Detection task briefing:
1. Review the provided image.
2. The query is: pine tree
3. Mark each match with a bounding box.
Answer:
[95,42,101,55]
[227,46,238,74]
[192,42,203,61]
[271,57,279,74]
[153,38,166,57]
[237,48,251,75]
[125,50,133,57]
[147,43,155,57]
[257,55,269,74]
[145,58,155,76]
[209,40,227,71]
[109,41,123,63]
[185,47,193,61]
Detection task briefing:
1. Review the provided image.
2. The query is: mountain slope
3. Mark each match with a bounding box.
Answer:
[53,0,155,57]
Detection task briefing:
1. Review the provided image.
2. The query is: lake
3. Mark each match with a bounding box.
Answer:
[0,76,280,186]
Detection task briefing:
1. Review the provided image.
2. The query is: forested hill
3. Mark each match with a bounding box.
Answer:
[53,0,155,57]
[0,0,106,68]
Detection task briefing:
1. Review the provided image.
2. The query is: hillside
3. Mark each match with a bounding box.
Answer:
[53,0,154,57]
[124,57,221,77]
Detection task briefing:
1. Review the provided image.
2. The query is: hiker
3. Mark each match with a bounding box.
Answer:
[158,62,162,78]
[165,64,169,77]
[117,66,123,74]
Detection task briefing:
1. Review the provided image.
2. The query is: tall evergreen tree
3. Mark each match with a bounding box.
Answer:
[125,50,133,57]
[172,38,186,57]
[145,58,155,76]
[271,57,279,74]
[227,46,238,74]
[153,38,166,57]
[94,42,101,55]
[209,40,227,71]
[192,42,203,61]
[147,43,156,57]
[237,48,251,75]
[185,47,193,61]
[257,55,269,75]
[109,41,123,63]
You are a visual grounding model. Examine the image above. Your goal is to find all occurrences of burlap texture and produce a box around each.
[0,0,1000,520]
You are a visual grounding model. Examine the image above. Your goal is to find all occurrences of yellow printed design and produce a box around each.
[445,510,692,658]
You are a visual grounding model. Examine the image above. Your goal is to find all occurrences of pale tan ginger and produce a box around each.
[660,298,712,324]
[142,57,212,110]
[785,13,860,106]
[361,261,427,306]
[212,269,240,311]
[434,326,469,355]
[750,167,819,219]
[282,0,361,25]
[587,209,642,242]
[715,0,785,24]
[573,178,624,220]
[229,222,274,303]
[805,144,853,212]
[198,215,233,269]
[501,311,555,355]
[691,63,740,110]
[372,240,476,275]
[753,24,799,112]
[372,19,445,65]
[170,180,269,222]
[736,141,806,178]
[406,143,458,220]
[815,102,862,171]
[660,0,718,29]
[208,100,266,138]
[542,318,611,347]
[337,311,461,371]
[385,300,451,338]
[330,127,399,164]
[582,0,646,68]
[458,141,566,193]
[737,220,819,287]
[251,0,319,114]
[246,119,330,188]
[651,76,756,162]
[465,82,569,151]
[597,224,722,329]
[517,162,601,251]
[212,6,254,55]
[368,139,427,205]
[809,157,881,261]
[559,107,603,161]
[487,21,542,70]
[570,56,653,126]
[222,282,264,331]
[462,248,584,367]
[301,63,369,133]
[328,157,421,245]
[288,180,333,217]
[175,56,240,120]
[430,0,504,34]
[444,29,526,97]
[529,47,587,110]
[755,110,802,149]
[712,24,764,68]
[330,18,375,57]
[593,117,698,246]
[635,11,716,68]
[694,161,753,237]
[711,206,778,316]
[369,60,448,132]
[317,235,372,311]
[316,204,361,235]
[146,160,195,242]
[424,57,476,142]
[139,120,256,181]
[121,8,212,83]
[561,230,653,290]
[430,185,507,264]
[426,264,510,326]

▶ _Exercise requirements_:
Lay out every line of the rows above as a Markdown table with two columns, Number and Line, and leave out any blank lines.

▶ _Finished exercise_:
| Number | Line |
|---|---|
| 1 | Detection task briefing: |
| 2 | 1. Review the provided image. |
| 3 | 2. The query is: pine tree |
| 4 | 3. Mark each match with a bounding box. |
| 5 | Answer: |
| 6 | [95,42,101,55] |
| 7 | [227,46,238,74] |
| 8 | [192,42,203,61] |
| 9 | [271,57,279,74] |
| 10 | [153,38,166,57] |
| 11 | [237,48,251,75] |
| 12 | [125,50,133,57] |
| 13 | [147,43,155,57] |
| 14 | [257,55,269,74] |
| 15 | [145,58,155,76] |
| 16 | [209,40,227,71] |
| 17 | [109,41,123,63] |
| 18 | [185,47,193,61] |
| 19 | Detection task briefing: |
| 20 | 1. Review the provided image. |
| 21 | 2. The query is: mountain slope |
| 22 | 3. Mark each match with a bounding box. |
| 23 | Answer: |
| 24 | [53,0,155,57] |
| 25 | Detection task briefing: |
| 26 | 1. Review the provided image. |
| 27 | 2. The query is: lake |
| 28 | 3. Mark each match with a bounding box. |
| 29 | Answer: |
| 30 | [0,76,280,186] |
| 31 | Detection task briefing: |
| 32 | 1. Review the provided image. |
| 33 | 2. The query is: forested hill |
| 34 | 3. Mark each match with a bounding box. |
| 35 | Answer: |
| 36 | [53,0,155,57] |
| 37 | [0,0,106,68] |
| 38 | Detection task briefing: |
| 39 | 1. Review the provided image. |
| 40 | 2. The query is: hillside |
| 41 | 3. Mark each match with a bounding box. |
| 42 | Answer: |
| 43 | [53,0,154,57] |
| 44 | [124,57,221,77] |
| 45 | Detection task briefing: |
| 46 | 1. Review the provided image. |
| 47 | 2. The query is: hiker |
| 48 | 3. Mark each match with a bounding box. |
| 49 | Answer: |
| 50 | [158,62,162,78] |
| 51 | [165,64,169,77] |
| 52 | [117,66,123,74] |
| 53 | Detection task briefing: |
| 54 | 1. Review the provided image. |
| 55 | 2. The query is: tall evergreen tree |
| 56 | 3. Mark each match with a bounding box. |
| 57 | Answer: |
| 58 | [125,50,133,57] |
| 59 | [172,38,186,57] |
| 60 | [145,58,155,76] |
| 61 | [271,57,279,74] |
| 62 | [227,46,238,74] |
| 63 | [153,38,166,57] |
| 64 | [94,42,101,55] |
| 65 | [209,40,227,71] |
| 66 | [192,42,203,61] |
| 67 | [147,43,156,57] |
| 68 | [237,48,251,75] |
| 69 | [185,47,193,61] |
| 70 | [257,55,269,75] |
| 71 | [109,41,123,63] |
| 72 | You are a visual grounding model. Examine the image above. Your goal is to find all occurrences of burlap texture and produce a box around each. |
| 73 | [0,0,1000,520] |
| 74 | You are a visual grounding model. Examine the image above. Your goal is to find all occurrences of yellow printed design and produce a box around each. |
| 75 | [445,510,692,658] |
| 76 | You are a visual grounding model. Examine the image above. Your goal is to find all occurrences of pale tan ginger and produce a box around each. |
| 77 | [660,298,712,324] |
| 78 | [142,57,212,110] |
| 79 | [785,13,860,106] |
| 80 | [361,261,427,306] |
| 81 | [212,269,240,311] |
| 82 | [434,326,469,355] |
| 83 | [750,167,819,219] |
| 84 | [282,0,361,25] |
| 85 | [587,209,642,242] |
| 86 | [715,0,785,24] |
| 87 | [573,178,624,220] |
| 88 | [229,222,274,303] |
| 89 | [805,144,853,212] |
| 90 | [198,215,233,269] |
| 91 | [501,311,555,355] |
| 92 | [691,63,740,110] |
| 93 | [372,240,476,275] |
| 94 | [753,24,799,112] |
| 95 | [372,19,445,65] |
| 96 | [170,180,269,222] |
| 97 | [736,141,806,178] |
| 98 | [406,143,458,220] |
| 99 | [815,102,862,171] |
| 100 | [660,0,718,29] |
| 101 | [208,100,266,138] |
| 102 | [542,318,611,347] |
| 103 | [337,311,461,371] |
| 104 | [385,300,451,338] |
| 105 | [330,127,399,164] |
| 106 | [582,0,646,68] |
| 107 | [458,141,566,193] |
| 108 | [737,220,819,287] |
| 109 | [251,0,319,114] |
| 110 | [246,119,330,188] |
| 111 | [651,76,756,162] |
| 112 | [465,82,569,151] |
| 113 | [597,224,722,329] |
| 114 | [517,162,601,251] |
| 115 | [212,6,254,55] |
| 116 | [368,139,427,205] |
| 117 | [809,157,881,261] |
| 118 | [559,107,603,161] |
| 119 | [487,21,542,70] |
| 120 | [570,56,653,126] |
| 121 | [222,282,264,331] |
| 122 | [462,248,584,367] |
| 123 | [301,63,369,133] |
| 124 | [328,157,421,245] |
| 125 | [288,180,333,217] |
| 126 | [175,56,240,120] |
| 127 | [430,0,504,34] |
| 128 | [444,29,526,97] |
| 129 | [529,47,587,110] |
| 130 | [755,110,802,149] |
| 131 | [712,24,764,68] |
| 132 | [330,18,375,57] |
| 133 | [593,117,698,246] |
| 134 | [635,11,716,68] |
| 135 | [694,161,753,237] |
| 136 | [711,206,778,316] |
| 137 | [369,60,448,132] |
| 138 | [317,235,372,311] |
| 139 | [316,204,361,235] |
| 140 | [146,160,195,242] |
| 141 | [424,57,476,142] |
| 142 | [139,120,256,181] |
| 143 | [121,8,212,83] |
| 144 | [561,230,653,290] |
| 145 | [430,185,507,264] |
| 146 | [426,264,510,326] |